→ **Document segment**:
Harnessing ideas from as many perspectives as possible - from staff to students to industry - was incredibly important and central to the project. What everybody quickly understood was that this project was not about technology replicating a live show. The objective was to use technology to create a unique platform for students to showcase their work in the most compelling way for industry, the media and the general public.

IBM led with human-centred design thinking and developed a solution with UAL using Red Hat OpenShift, hosted on the IBM public cloud. The platform was built on a solid foundation of open source innovation, security leadership, and enterprise-grade infrastructure – giving UAL the flexibility to access the very latest applications and services without vendor lock-in. The end result was the UAL Graduate Showcase – a curated and richly-layered digital platform, hosting the next generation of creative talent of students from all six colleges together for the first time in history. The platform went live in July and was incredibly successful. With visitors from around 150 countries, it put the students and their work on a truly global stage like never before.

→ **Instructions for the task**: Extend the text about the UAL Graduate Showcase past its final sentence. The lines after this point come from a separate source.

→ **Supplied information**:
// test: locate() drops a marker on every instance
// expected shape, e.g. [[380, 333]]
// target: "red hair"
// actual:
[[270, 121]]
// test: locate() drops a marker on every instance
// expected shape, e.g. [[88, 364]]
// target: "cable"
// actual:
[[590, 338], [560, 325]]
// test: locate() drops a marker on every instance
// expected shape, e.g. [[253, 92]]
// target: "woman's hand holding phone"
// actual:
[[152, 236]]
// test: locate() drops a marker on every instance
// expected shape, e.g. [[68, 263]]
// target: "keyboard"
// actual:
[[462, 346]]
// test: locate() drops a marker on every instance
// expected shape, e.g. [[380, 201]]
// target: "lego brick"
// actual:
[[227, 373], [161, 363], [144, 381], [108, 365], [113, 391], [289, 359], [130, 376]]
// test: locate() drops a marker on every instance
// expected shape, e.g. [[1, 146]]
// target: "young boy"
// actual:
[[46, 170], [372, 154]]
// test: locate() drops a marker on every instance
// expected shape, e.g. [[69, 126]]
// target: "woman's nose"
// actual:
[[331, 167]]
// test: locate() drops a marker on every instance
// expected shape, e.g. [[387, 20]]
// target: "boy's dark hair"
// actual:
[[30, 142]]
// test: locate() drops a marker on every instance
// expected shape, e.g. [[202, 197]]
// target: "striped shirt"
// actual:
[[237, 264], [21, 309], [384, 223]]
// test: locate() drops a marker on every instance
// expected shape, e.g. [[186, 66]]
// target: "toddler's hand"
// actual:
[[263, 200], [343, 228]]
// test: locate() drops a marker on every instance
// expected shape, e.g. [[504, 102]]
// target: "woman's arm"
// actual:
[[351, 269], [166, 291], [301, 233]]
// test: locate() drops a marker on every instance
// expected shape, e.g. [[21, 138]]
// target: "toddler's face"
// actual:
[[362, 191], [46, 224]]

→ **Exercise result**:
COVID-19 Changes Creative Industries Forever

Looking forward, as current world events continue to disrupt regular business operations, it is clear that the current health crisis will have a lasting impact on how we live and work.

By harnessing new technologies, the creative industries have been given an opportunity to push past what is considered the norm and embrace digital transformation to push the limits that it once saw as ground-breaking.

Organisations will now have to tackle whether a hybrid approach to live shows and events will become a necessity in the future—not just to cope with post-pandemic safety measures, but to continue to grow in the digital age. Hybrid shows, blending physical and virtual experiences more deeply than ever before, could change how creative campaigns are announced to the world, and shape how creators and audiences engage with the arts. UAL believes that this approach is critical.

Another great example of this was London Fashion Week (LFW) this year which included both digital activations on www.londonfashionweek.co.uk and physical events, adhering to government guidelines on social distancing. During the week there was total of 50 digital-only activations, 21 physical and digital, 7 physical-only and 3 designers who activated through a physical evening event only.

The LFW digital platform continued to serve as the official digital hub and was freely accessible to everyone, industry professionals and global fashion consumers alike. The platform hosted exclusive multimedia content from designers and brand partners, enabling collaboration and bringing together fashion, culture and technology.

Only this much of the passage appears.